→ **Written exercise**: Retype everything in the records below, from the line containing "Every instance of the white" down to the end of the records, keeping each line the same as it appears.

→ **Provided information**:

-*-

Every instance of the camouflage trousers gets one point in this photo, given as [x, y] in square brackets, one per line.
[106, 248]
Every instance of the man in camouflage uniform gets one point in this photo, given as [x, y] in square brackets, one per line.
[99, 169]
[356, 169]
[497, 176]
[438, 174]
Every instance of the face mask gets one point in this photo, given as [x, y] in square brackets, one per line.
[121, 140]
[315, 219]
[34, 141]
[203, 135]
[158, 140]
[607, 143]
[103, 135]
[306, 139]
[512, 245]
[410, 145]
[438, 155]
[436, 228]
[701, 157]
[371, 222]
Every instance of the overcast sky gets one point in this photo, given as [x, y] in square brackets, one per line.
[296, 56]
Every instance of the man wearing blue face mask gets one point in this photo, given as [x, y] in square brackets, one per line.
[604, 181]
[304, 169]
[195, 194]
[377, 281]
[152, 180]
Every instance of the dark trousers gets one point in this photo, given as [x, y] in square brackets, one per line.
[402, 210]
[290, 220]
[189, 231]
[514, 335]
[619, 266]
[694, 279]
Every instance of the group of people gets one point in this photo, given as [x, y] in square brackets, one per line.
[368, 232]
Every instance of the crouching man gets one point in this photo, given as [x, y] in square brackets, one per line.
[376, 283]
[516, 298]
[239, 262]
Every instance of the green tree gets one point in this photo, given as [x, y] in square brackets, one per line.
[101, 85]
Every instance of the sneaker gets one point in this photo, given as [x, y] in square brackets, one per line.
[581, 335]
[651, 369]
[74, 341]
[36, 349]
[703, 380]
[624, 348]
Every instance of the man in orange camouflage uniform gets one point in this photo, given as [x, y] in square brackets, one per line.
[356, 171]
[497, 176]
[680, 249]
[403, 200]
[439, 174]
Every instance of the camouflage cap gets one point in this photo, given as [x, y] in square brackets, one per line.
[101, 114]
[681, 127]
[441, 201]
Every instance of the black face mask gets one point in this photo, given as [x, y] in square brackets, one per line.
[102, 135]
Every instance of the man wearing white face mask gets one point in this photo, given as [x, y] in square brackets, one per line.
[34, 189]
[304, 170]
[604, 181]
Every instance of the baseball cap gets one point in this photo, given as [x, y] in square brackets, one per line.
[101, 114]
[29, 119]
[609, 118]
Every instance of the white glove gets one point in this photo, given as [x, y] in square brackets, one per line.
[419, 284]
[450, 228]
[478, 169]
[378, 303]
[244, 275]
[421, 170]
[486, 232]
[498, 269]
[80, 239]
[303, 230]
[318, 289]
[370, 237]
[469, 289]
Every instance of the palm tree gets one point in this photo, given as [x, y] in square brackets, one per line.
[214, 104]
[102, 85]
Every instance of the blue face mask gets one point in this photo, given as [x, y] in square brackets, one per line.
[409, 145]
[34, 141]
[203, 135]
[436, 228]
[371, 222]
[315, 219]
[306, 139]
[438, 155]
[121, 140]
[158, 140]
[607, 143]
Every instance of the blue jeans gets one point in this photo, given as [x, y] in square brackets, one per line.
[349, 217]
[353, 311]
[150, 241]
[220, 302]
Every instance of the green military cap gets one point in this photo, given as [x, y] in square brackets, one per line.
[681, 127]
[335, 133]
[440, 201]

-*-

→ **Written answer**:
Every instance of the white glove gets one point in this photo, given as [x, y] in square brackets, one per line.
[419, 284]
[450, 228]
[478, 169]
[378, 303]
[244, 275]
[421, 170]
[486, 232]
[498, 269]
[80, 239]
[303, 230]
[318, 289]
[370, 237]
[469, 289]
Every instance of the palm tree gets one point in this photo, given as [x, y] in square brackets, one per line.
[214, 104]
[102, 85]
Every instance of the blue face mask gets one point in this photo, given as [x, y] in square brackets, one per line.
[409, 145]
[34, 141]
[203, 135]
[436, 228]
[371, 222]
[315, 219]
[306, 139]
[438, 155]
[121, 140]
[158, 140]
[607, 143]
Every instance of the blue jeans gets one point in this photo, given as [x, y] in square brackets, one per line.
[349, 217]
[353, 311]
[150, 241]
[220, 302]
Every instance of the green military cap gets one point in this photo, given as [x, y] in square brackets, one per line.
[681, 127]
[335, 133]
[440, 201]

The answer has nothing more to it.